> [DOCUMENT EXCERPT]:
((

Friday 20 May 2011

i want to start every sentence with i feel because of the beautiful Jonathan Harris

So i said that i watched something that made me think about The Night Listener again and that thing was a lecture by Jonathan Harris which was about connecting people and their stories, i'll put the link at the bottom if you're interested.
The first thing he talked about has been around since about 2007 though i've never heard of it but it was all amazing. Possibly a bit too anglophonic but such a lovely idea. It is a program called We Feel Fine and it searches the world's blogs for the phrase "i feel..." and it stores all the data of what people are feeling and what they are blogging about (apparently it logs about 20,000 people a day) then it can find where you are through your IP address and can tell you what the weather is like there. You can then go and search for certain characteristics like women in their thirties who feel melancholy whilst it is sunny in Kosovo, if that's what you would like. The way i'm expressing it seems to make it sound much more like a device that stalks you and helps you stalk people than when Jonathan described it but really i think it is beautiful. Maybe i should let Jonathan know, i'm sure he checks the data sometimes as he seemed really interested in people's stories so here goes; Jonathan i feel like your We Feel Fine program is absolutely lovely, it makes me feel that i am on the road meeting new people each with a story to tell, jumping in and out of their lives like Jack Kerouac.
People ask me why i blog rather write a diary if i don't tell people the url and this is my new fantastic reason. You can even click on each quote and it will take you to that person's blog - he talked about clicking on the blog if you felt empathy for the person which just makes him an even more beautiful human - and i like that people who feel the same or feel they can help can get in contact. Some people seem to think that the internet is massive and frightening but to me it is a warm cuddle of compassion.

))

> [JOBS]:
**a.** Rewrite the paragraph of the blog post that begins "People ask me why i blog" as a shorter version that keeps its main facts.
**b.** Count the lines of the records that contain the string "sidewalk". Give only the number.

> [Records from a dataset]:
((

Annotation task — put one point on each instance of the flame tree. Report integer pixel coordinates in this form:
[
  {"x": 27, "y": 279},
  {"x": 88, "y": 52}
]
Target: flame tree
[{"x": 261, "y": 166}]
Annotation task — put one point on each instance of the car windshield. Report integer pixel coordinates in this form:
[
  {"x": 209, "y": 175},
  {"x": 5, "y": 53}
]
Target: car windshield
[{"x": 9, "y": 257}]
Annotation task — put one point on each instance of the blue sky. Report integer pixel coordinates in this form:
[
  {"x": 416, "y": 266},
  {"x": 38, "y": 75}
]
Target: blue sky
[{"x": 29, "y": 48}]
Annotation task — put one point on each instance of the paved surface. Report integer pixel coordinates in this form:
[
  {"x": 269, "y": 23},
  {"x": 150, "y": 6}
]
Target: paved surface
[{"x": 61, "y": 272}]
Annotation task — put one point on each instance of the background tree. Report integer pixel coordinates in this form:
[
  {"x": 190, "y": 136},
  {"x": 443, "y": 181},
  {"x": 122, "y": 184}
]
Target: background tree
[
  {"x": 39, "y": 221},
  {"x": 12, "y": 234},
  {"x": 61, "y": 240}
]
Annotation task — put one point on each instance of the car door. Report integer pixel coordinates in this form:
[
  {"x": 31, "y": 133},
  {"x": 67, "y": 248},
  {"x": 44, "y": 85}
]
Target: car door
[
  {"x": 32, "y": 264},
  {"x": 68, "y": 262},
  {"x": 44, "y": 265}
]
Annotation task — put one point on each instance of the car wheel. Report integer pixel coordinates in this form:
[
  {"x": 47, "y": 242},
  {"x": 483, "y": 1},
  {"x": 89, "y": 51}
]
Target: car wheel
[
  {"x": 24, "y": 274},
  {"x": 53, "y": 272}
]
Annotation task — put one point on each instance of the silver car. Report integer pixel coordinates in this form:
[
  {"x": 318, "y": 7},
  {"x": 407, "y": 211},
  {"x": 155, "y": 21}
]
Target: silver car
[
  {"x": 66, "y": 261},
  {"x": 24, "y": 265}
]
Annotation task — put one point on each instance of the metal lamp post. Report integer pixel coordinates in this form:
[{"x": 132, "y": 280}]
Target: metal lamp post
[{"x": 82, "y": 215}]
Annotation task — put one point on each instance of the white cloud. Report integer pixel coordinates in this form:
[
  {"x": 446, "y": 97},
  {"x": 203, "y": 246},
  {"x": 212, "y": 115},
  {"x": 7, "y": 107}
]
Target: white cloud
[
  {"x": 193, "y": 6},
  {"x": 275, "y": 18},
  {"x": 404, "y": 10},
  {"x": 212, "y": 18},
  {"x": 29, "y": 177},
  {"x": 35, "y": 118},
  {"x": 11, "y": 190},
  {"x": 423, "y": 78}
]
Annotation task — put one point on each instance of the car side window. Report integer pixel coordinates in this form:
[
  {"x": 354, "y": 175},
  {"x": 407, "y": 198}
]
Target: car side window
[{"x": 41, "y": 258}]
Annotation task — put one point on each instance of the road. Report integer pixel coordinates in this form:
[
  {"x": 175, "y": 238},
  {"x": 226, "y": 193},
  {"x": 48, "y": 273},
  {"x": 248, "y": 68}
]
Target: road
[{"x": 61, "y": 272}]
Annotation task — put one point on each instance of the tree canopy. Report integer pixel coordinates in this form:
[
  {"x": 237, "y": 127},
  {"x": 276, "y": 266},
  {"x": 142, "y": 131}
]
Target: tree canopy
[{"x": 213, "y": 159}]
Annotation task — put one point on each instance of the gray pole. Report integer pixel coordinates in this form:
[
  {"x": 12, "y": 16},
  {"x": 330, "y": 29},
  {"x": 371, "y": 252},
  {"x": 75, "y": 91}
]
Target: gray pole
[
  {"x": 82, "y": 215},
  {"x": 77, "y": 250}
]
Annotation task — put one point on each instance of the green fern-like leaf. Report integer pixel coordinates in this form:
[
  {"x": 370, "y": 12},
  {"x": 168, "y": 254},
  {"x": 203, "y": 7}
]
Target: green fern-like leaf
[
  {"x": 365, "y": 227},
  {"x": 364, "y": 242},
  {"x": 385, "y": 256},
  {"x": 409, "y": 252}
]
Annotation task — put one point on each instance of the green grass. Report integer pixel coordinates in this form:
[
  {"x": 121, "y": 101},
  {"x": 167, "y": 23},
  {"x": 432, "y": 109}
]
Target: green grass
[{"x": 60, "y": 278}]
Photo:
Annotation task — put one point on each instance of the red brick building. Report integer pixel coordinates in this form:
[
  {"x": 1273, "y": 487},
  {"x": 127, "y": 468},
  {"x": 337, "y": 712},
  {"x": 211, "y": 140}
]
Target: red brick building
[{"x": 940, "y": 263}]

))
((

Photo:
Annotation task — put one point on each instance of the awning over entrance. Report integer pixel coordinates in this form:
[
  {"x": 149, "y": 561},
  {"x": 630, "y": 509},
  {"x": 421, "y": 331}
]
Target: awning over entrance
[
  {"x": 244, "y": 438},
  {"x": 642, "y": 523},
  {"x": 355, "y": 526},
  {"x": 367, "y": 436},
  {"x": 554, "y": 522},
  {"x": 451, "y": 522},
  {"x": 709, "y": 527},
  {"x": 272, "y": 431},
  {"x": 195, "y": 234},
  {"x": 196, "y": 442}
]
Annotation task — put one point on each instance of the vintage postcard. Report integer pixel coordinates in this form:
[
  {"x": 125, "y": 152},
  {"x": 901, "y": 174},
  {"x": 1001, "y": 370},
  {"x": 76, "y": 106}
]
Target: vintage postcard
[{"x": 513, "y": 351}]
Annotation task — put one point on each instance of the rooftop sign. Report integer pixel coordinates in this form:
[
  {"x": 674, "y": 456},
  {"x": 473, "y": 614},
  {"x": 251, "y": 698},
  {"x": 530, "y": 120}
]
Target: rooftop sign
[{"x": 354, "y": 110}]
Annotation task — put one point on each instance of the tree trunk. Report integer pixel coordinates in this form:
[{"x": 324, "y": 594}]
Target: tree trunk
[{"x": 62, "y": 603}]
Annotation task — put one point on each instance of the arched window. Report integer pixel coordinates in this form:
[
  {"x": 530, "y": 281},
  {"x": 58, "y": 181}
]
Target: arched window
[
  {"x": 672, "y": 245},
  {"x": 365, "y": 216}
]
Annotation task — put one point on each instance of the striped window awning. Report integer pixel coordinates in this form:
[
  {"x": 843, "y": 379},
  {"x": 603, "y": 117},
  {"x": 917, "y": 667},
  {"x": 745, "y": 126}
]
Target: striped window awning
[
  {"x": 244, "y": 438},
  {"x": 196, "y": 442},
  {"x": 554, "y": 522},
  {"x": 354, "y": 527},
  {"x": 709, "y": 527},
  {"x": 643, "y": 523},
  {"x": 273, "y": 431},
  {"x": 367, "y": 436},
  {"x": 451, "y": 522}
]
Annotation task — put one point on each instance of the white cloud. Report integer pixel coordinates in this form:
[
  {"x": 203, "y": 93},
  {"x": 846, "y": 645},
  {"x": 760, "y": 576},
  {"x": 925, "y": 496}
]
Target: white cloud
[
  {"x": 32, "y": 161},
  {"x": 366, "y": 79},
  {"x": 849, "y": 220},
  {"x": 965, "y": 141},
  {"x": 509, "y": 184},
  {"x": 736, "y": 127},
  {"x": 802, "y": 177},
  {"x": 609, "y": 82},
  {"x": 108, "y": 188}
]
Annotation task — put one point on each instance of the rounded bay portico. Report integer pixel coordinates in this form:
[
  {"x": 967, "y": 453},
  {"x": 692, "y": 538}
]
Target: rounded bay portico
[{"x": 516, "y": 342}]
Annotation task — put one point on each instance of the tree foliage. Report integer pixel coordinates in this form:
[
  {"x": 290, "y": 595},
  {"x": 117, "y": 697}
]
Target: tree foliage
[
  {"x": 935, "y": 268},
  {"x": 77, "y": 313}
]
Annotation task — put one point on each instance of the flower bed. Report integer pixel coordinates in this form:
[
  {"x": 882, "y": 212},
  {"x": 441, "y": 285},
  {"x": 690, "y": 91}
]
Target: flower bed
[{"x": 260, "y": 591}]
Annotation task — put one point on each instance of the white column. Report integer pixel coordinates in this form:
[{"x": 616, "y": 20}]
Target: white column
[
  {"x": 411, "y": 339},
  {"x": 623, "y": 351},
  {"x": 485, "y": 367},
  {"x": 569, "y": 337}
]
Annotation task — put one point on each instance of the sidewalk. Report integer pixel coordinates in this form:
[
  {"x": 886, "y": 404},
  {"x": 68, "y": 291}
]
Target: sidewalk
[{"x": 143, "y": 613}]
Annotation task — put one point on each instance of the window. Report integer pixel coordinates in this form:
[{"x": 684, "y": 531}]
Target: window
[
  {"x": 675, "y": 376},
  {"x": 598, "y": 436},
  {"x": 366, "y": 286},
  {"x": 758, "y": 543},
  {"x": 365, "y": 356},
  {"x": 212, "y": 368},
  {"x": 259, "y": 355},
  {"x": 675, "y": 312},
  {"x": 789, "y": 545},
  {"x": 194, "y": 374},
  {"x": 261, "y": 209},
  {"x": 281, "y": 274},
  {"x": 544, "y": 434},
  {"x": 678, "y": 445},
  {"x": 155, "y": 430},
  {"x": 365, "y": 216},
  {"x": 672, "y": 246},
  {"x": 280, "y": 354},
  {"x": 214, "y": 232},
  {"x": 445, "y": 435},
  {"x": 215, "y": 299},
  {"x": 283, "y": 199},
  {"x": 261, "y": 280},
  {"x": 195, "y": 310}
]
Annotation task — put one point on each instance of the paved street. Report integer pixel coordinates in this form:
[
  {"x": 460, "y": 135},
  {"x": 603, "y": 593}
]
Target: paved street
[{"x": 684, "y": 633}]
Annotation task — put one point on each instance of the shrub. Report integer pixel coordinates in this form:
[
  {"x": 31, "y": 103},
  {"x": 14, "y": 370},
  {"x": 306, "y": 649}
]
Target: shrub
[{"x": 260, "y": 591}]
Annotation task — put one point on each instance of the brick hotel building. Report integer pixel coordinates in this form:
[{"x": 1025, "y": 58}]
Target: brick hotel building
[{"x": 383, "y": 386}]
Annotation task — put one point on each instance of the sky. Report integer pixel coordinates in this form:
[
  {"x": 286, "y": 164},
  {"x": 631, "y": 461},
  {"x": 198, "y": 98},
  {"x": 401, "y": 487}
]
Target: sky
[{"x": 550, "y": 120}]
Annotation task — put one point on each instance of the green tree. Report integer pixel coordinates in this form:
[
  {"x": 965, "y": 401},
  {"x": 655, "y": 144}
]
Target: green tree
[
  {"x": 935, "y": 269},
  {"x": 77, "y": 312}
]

))

> [TASK SOLUTIONS]:
**a.** The writer now has a new reason for blogging instead of keeping a diary, even without telling people the URL. In the program, each quote can be clicked to open that person's blog. Jonathan Harris talked about clicking through when you feel empathy for someone, and the writer likes that people who feel the same, or feel they can help, can get in contact. Some people find the internet massive and frightening, but to the writer it is a warm cuddle of compassion.

**b.** 2